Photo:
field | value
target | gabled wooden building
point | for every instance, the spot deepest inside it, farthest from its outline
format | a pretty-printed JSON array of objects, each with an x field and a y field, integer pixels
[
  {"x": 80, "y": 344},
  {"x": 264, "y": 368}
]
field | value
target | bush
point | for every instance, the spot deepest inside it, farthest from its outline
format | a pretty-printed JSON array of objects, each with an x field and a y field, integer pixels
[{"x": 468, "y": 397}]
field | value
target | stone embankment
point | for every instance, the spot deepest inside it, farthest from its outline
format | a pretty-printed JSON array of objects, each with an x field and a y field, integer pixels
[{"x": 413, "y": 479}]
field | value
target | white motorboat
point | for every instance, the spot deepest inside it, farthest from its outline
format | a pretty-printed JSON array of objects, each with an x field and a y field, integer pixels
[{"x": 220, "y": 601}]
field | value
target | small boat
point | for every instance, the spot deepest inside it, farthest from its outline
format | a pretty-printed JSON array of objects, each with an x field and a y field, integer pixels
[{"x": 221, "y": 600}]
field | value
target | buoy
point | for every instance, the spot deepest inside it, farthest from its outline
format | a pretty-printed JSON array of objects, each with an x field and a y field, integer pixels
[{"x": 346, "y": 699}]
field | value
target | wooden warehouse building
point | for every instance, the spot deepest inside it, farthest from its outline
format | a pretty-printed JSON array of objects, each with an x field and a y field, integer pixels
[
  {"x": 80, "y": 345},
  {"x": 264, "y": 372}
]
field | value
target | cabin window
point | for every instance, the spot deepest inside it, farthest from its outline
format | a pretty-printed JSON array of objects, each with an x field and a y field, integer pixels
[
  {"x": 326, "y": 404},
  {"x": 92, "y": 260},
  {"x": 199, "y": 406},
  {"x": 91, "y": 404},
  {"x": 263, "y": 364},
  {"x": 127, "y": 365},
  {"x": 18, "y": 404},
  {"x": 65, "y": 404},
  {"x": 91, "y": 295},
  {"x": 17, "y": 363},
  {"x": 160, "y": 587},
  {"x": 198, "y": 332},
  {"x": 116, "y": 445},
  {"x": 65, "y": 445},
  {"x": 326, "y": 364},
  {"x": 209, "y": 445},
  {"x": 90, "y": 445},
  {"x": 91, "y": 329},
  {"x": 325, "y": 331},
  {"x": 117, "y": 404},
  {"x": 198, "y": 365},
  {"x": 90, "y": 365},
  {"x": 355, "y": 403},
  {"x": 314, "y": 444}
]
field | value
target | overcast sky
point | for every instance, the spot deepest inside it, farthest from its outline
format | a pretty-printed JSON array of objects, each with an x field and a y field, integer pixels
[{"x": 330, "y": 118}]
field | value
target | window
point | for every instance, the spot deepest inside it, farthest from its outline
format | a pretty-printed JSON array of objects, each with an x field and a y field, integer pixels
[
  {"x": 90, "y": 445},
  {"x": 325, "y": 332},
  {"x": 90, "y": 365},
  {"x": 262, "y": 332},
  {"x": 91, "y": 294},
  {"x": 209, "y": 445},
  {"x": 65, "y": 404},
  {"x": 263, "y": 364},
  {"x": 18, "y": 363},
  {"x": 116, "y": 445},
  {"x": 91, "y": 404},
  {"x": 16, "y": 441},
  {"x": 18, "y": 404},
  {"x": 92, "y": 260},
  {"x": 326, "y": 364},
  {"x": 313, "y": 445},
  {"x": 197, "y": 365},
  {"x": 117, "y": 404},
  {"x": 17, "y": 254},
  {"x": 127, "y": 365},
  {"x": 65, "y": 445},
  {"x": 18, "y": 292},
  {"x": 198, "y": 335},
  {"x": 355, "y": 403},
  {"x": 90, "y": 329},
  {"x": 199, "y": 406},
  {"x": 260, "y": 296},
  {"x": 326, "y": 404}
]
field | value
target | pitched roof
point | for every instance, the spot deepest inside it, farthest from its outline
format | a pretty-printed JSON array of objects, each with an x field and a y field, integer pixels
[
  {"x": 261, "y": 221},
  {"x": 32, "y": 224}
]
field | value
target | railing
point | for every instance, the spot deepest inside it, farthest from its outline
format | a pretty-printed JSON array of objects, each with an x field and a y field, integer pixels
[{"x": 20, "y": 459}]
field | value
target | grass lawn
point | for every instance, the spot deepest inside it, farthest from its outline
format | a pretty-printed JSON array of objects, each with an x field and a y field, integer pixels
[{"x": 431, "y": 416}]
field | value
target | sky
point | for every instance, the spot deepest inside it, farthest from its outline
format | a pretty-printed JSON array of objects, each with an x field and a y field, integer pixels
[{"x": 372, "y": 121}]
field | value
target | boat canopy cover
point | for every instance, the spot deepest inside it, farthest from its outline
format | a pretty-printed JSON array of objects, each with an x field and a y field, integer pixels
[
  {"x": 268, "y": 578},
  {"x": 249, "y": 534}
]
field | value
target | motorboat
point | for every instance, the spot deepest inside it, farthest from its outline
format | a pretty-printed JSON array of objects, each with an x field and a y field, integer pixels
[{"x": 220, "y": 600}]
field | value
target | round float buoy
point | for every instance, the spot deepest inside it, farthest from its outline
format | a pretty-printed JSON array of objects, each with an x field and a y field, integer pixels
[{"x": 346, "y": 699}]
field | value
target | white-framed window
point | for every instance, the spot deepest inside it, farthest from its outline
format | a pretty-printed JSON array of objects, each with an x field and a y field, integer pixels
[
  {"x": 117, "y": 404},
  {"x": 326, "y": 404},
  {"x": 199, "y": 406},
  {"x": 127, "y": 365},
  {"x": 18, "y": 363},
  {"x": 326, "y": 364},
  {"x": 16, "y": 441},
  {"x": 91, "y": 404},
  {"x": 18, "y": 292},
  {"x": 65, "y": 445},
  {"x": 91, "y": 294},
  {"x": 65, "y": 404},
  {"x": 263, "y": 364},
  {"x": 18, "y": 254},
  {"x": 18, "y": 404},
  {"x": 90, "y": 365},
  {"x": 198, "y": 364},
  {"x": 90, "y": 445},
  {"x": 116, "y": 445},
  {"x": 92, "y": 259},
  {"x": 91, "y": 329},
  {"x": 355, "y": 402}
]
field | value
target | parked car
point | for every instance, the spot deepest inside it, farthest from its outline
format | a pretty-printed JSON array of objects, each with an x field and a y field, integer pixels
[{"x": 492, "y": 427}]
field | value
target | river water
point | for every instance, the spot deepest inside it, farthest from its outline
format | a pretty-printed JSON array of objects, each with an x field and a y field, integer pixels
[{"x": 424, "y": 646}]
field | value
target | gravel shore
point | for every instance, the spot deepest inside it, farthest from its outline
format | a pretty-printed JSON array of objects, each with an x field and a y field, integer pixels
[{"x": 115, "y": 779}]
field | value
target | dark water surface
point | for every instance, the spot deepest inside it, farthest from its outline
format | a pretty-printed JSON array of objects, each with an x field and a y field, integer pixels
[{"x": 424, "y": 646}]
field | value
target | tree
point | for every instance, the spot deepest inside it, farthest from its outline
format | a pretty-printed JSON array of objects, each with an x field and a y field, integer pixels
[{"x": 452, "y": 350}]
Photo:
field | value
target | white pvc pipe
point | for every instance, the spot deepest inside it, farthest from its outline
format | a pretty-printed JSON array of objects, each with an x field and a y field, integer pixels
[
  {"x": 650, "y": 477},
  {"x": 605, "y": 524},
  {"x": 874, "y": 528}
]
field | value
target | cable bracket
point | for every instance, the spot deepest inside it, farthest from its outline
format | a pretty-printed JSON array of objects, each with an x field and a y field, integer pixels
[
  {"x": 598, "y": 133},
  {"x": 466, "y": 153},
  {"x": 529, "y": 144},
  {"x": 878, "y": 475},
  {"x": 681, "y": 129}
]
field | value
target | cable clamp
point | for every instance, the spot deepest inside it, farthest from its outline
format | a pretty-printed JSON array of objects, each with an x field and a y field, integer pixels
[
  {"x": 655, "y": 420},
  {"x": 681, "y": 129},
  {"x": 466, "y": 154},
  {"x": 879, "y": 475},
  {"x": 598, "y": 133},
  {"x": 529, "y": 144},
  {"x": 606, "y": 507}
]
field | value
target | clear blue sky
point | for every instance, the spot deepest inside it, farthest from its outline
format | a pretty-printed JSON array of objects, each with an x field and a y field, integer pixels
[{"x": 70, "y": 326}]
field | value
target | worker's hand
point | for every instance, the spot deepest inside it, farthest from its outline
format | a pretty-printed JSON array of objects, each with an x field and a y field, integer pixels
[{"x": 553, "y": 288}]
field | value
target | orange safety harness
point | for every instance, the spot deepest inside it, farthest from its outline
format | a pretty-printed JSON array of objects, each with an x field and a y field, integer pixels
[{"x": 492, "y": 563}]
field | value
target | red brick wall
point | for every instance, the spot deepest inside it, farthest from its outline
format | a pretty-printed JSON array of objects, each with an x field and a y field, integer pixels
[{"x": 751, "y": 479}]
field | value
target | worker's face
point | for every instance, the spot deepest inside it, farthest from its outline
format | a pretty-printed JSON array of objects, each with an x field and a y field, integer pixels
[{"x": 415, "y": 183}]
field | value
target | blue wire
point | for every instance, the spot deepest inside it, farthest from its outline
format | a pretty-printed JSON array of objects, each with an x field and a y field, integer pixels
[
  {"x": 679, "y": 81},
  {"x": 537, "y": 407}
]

### Instructies:
Hoeveel regels in de vermeldingen hierboven bevatten het woord "white"? Tel hoofdlettergevoelig en geef alleen het aantal.

### Schriftelijk antwoord:
3